**Document excerpt**

--- START ---

Reef Builders has learned that the import of all wrasses into Europe has been restricted. Fish health authorities have confirmed that wrasses and their relatives within the family Labridae are now only allowed to be exported to the European Union from Indonesia and Australia.
The reason for the restrictions is a disease called Viral Hemorrhagic Septicaemia (VHS) which five coldwater wrasse species are believed to have died from in 2012 and are thus susceptible. The result is an EU blanket ban on all 600+ wrasse species unless the country they are coming from can prove that they are VHS-free.
One EU importer found out the hard way recently when a marine fish shipment from the Philipines was stopped because it contained wrasses. Drill down into the detail and there were actually two reasons why they got stopped. One is because there was no paperwork to prove that the country of origin (The Philipines,) is VHS free and the other is down to an oversight on taxonomic rank.
When any fish is shipped into the EU it has to go through a border inspection post at a designated airport with an animal reception center. Fish arrive sealed in boxes with paperwork to say their species, number in the box, and country of origin. Vets then check the paperwork to make sure that those fish are allowed into the country (preventing the introduction of invasive or endangered species,) but also that they are not listed as potential sources of disease. So every fish must travel with a health certificate (a bit like a passport,) and in this case, the fish didn’t have one to say they were free of VHS. So it’s a red light and the fish aren’t allowed in. Airport vets have a job to do and in this case, they did the right thing.
But then look at the legislation that the vet had to deal with and the taxonomy of susceptible “species” is all over the place. In the case of VHS, well-known species such as Atlantic Cod, Sprats, Pike, and Rainbow Trout are listed to species level, whereas Herrings are listed at generic level, Clupea spp, and wrasses ascend to family level with the whole of Labridae spp. large or small, coldwater or tropical, wrasse, hogfish, or parrotfish, Atlantic, Pacific, or from any other ocean around the world. Unless the all-important health cert declaring the country of origin is provided, which supersedes it.
We spoke to a British importer who looked at the particular case and they pointed out the Labridae spp. designation as being the problem. “Vets don’t like spp.” he told Reef Builders. They need a full scientific name to work with. A health cert will state a commodity code relating to marine or freshwater, fish or crustacean, etc, and the attached annex will have paragraphs ticked or crossed out relating to diseases. But it’s vague on marine.”

--- END ---

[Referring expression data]

--- START ---

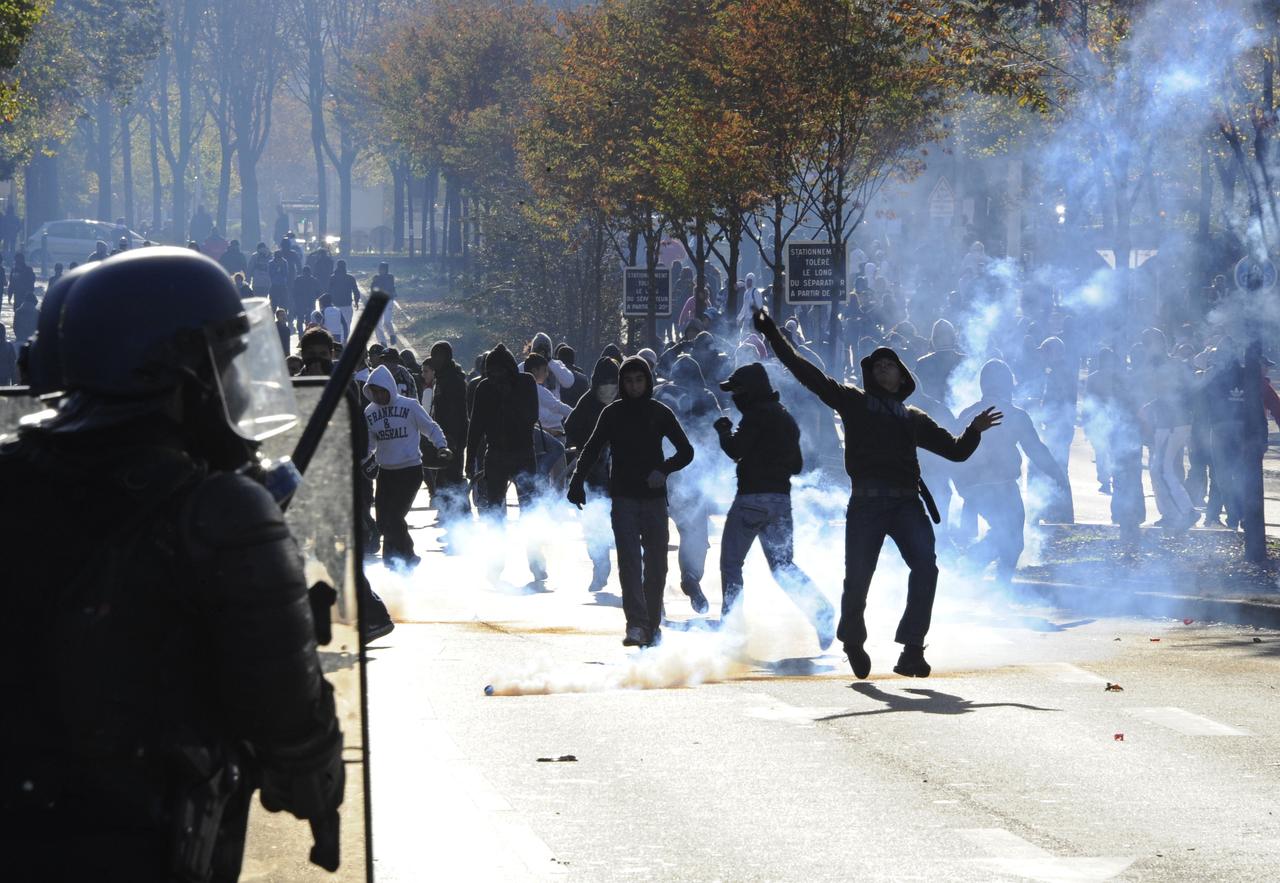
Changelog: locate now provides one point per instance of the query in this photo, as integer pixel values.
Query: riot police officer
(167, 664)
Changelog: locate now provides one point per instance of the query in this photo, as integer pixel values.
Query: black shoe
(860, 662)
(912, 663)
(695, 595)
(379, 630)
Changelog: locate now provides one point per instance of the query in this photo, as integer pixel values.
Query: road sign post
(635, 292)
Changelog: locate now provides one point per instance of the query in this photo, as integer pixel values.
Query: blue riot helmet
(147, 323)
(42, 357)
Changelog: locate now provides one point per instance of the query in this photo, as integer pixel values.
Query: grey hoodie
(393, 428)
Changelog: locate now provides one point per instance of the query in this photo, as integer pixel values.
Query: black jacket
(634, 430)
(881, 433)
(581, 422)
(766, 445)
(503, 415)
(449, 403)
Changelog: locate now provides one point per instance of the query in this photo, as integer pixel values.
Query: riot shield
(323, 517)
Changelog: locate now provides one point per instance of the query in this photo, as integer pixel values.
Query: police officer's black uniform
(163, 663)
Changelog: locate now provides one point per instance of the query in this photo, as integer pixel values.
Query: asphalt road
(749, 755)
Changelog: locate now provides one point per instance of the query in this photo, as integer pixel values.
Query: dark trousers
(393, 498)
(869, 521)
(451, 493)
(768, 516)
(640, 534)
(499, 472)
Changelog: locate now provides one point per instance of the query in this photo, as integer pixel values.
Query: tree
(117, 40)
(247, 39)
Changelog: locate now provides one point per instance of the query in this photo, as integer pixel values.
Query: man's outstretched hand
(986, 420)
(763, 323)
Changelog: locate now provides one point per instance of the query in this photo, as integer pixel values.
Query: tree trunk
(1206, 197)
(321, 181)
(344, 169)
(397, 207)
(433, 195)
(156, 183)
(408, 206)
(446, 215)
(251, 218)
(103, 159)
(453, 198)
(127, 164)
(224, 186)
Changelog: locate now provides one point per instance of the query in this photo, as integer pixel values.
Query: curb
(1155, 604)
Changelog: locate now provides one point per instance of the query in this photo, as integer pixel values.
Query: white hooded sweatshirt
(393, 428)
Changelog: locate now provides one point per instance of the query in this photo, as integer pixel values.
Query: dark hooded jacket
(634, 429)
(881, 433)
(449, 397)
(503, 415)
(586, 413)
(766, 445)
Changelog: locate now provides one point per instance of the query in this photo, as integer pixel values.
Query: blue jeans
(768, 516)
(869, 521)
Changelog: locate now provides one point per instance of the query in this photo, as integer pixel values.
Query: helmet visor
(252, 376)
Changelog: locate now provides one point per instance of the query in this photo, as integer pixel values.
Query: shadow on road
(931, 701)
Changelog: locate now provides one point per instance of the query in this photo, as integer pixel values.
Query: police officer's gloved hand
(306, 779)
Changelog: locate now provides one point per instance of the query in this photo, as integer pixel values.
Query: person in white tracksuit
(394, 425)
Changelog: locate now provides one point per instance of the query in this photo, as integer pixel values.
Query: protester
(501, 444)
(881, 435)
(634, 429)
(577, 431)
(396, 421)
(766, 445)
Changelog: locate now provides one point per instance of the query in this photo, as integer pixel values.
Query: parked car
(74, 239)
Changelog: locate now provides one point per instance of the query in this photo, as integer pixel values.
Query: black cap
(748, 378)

--- END ---

**Task 1**
According to the article on wrasse import restrictions, which countries are still allowed to export wrasses to the European Union?
**Task 2**
Copy the passage of the wrasse import article between "But then look" and "which supersedes it.", inclusive.

**Written response 1**
Indonesia and Australia.

**Written response 2**
But then look at the legislation that the vet had to deal with and the taxonomy of susceptible “species” is all over the place. In the case of VHS, well-known species such as Atlantic Cod, Sprats, Pike, and Rainbow Trout are listed to species level, whereas Herrings are listed at generic level, Clupea spp, and wrasses ascend to family level with the whole of Labridae spp. large or small, coldwater or tropical, wrasse, hogfish, or parrotfish, Atlantic, Pacific, or from any other ocean around the world. Unless the all-important health cert declaring the country of origin is provided, which supersedes it.